**WRITTEN INSTRUCTION**
Rewrite the data starting at the line containing "Teacher note: have the class pick out the cap" and continuing through the end of the data, with "drop" changed to "place" and nothing else altered.

[RECORDS TO USE start]

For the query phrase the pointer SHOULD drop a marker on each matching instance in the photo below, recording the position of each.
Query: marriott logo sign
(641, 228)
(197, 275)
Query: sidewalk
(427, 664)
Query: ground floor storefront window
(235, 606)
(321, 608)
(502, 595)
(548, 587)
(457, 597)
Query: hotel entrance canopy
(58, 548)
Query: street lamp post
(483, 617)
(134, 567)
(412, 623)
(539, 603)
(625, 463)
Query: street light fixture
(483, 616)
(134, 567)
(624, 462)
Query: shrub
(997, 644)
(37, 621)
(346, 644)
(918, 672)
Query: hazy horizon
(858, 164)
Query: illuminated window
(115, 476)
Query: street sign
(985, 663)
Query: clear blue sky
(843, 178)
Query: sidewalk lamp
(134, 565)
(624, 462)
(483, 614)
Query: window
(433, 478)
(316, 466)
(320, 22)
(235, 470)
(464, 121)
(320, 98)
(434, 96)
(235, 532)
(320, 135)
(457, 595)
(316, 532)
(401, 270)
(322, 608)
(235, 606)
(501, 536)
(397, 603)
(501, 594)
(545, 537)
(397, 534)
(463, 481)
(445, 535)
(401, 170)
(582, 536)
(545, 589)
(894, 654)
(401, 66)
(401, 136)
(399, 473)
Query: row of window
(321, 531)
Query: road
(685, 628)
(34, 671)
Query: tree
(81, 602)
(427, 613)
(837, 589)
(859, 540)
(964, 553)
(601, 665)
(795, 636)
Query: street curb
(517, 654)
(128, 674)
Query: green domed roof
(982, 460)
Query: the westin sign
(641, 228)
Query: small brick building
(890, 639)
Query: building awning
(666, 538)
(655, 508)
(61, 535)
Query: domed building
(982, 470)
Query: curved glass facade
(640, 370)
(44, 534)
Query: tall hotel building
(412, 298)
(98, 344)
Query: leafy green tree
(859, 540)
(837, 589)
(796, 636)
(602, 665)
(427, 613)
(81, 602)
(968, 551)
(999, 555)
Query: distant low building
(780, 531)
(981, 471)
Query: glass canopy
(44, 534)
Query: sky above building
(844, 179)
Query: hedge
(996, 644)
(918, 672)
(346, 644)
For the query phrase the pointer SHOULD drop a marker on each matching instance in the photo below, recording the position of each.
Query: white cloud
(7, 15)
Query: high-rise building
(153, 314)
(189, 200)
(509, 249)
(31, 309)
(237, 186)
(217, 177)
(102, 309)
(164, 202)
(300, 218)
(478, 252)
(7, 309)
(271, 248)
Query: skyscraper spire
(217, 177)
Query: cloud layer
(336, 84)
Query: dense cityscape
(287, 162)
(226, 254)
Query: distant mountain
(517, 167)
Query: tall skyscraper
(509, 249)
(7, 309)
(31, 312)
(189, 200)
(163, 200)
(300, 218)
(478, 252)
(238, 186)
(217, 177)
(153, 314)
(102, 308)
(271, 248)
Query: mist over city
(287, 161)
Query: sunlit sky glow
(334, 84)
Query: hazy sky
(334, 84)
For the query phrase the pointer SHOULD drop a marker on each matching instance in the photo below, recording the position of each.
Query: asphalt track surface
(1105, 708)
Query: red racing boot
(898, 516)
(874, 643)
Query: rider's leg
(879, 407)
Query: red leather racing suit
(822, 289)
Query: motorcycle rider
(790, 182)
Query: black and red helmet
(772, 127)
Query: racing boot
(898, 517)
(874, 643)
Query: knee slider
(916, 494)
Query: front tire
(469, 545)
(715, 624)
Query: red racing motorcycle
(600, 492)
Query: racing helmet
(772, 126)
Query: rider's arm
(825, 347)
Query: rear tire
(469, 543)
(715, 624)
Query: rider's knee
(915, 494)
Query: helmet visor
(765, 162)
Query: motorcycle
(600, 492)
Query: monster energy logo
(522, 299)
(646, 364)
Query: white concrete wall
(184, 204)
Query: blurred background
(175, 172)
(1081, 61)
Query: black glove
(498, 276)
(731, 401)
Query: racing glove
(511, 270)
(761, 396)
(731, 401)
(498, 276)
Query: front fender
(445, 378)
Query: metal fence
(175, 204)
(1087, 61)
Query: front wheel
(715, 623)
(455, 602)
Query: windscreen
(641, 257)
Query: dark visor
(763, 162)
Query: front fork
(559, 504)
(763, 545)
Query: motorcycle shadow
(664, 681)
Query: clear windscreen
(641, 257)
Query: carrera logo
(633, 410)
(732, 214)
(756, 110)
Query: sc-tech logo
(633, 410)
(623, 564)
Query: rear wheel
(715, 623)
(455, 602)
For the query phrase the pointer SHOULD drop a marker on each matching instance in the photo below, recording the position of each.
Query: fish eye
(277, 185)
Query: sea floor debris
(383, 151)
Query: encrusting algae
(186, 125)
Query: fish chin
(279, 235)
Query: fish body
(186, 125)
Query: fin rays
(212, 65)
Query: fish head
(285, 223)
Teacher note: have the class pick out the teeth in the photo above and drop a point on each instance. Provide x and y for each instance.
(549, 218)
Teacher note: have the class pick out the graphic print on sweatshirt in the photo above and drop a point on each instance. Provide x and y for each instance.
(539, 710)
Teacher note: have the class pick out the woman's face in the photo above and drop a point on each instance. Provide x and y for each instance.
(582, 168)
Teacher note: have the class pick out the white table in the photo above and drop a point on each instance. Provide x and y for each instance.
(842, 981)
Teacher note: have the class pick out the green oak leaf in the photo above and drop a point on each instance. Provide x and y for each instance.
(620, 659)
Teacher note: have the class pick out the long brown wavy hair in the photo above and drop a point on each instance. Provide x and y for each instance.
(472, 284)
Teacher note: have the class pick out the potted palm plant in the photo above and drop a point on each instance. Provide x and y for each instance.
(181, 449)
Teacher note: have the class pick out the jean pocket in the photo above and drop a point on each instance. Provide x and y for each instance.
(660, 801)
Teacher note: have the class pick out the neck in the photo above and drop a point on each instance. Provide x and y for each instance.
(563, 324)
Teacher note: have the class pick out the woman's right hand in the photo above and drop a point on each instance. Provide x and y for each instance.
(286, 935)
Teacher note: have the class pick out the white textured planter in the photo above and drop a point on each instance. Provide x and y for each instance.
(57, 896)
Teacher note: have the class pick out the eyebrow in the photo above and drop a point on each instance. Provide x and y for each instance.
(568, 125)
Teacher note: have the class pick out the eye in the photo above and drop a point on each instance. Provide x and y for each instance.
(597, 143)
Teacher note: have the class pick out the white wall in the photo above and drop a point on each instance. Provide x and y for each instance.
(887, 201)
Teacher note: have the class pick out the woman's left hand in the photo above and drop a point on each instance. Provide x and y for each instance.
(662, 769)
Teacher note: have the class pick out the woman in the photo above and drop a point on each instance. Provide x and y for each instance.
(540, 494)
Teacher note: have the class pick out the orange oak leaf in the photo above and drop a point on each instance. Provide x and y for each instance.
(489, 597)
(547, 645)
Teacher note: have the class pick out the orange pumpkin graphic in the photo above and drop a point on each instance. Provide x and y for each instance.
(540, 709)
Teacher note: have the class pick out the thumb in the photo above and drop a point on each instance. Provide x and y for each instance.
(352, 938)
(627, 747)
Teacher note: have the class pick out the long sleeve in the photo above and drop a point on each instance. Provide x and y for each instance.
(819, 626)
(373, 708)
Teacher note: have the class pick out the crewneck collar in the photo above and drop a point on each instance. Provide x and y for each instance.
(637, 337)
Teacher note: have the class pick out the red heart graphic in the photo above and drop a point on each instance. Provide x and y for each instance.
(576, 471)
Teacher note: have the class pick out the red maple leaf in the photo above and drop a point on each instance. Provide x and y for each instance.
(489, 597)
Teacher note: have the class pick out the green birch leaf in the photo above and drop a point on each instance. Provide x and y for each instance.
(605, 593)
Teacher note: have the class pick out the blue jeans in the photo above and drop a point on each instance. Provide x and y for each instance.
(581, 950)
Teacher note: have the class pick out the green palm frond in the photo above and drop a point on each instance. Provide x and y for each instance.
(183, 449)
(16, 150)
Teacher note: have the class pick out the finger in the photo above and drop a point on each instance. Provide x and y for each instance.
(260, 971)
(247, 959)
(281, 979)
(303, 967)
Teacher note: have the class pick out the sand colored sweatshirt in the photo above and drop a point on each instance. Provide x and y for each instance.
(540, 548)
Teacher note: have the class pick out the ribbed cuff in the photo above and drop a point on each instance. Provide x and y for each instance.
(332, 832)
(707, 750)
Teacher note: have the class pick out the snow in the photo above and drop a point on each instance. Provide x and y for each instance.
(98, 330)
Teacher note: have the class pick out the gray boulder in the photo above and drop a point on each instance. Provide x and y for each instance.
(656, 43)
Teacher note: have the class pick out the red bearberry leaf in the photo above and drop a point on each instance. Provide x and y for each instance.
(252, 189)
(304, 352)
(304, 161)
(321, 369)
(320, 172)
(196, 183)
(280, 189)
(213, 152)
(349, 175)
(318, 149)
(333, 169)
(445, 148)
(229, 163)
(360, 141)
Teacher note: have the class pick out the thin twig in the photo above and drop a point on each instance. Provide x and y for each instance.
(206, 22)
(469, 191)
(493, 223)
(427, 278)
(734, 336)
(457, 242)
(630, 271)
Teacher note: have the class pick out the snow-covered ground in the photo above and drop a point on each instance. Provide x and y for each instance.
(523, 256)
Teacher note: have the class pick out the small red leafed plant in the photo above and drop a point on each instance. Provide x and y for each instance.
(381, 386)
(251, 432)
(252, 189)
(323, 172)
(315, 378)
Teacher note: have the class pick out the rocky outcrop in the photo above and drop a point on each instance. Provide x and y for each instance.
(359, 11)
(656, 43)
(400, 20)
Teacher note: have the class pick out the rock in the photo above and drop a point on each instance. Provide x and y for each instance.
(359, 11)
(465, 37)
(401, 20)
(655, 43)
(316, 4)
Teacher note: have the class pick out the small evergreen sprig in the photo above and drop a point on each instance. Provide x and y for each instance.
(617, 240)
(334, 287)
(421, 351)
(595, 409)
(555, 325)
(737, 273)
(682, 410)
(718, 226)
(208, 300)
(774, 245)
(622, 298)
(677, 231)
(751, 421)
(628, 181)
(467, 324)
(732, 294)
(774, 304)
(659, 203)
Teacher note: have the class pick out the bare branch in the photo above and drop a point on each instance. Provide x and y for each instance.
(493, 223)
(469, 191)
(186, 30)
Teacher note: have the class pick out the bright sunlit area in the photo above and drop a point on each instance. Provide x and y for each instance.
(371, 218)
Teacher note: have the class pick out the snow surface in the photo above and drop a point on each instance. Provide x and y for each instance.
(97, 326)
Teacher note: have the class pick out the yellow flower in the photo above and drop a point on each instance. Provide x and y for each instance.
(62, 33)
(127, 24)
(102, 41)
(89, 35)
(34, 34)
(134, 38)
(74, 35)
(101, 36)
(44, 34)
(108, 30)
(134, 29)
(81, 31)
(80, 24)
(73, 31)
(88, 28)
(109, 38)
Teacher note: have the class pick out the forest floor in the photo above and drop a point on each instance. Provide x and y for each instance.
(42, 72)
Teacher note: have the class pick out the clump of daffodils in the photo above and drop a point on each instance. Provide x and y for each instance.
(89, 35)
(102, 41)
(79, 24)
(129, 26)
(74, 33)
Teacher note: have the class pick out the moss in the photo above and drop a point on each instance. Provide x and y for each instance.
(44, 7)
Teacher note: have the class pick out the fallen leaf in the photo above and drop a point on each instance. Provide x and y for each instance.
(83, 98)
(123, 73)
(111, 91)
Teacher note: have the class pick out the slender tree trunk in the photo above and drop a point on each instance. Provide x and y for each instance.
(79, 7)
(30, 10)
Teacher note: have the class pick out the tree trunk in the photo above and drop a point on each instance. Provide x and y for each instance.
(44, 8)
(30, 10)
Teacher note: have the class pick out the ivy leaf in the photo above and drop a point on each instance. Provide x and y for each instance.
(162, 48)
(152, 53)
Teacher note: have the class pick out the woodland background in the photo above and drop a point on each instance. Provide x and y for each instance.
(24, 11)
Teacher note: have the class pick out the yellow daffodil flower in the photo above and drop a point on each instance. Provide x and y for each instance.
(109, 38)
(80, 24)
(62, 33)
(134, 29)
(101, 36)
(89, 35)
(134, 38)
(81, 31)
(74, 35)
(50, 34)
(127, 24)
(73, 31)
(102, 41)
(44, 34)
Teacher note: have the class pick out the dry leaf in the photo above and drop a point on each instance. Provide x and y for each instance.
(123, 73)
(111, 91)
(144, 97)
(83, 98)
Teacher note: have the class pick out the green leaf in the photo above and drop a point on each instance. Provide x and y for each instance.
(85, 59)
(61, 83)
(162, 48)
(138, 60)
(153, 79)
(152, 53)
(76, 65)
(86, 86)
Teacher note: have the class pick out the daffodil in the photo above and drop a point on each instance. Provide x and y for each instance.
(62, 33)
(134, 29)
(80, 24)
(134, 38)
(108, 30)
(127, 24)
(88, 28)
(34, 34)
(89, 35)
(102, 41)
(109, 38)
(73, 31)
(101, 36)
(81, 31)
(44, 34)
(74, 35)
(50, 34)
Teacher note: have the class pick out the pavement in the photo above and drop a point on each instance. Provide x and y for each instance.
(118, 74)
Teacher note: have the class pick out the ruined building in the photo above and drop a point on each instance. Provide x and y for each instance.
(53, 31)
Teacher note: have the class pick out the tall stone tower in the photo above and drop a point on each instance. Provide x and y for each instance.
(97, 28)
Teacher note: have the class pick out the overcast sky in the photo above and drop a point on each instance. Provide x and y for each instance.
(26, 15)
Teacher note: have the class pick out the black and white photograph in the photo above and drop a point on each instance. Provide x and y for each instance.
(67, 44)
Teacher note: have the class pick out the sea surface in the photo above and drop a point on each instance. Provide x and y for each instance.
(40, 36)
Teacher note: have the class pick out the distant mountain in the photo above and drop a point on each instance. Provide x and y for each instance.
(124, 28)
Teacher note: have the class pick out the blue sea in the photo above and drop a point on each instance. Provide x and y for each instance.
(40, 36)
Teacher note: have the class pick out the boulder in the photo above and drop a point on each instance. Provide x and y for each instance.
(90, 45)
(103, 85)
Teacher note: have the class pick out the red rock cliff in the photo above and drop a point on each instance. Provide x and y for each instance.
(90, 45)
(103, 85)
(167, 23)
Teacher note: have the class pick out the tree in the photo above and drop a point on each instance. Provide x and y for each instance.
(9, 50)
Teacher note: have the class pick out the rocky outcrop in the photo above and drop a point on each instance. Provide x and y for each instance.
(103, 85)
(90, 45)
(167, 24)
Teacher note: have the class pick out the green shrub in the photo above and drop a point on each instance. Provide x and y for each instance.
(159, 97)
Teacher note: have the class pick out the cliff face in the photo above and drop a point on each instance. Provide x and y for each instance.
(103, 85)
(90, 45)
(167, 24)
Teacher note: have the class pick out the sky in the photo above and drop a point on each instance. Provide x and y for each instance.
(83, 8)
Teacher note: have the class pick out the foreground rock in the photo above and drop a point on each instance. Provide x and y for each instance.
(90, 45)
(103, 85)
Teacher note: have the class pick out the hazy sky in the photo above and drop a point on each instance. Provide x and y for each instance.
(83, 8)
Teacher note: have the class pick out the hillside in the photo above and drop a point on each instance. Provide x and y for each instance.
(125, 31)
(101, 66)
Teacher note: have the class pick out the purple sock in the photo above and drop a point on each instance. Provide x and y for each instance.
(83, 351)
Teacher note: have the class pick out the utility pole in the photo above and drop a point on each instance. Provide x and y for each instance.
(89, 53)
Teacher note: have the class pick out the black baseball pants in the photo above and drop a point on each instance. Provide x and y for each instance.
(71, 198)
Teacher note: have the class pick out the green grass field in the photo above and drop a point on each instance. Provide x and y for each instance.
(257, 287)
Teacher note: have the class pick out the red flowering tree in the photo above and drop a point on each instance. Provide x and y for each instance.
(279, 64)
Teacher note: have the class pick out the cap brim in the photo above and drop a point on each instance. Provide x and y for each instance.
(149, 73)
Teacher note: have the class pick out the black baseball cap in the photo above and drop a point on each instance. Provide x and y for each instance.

[RECORDS TO USE end]

**OUTPUT**
Teacher note: have the class pick out the cap brim in the photo above and place a point on each instance. Provide x and y for each instance.
(149, 73)
Teacher note: have the class pick out the black baseball cap in the photo above and place a point on each instance. Provide x and y for each instance.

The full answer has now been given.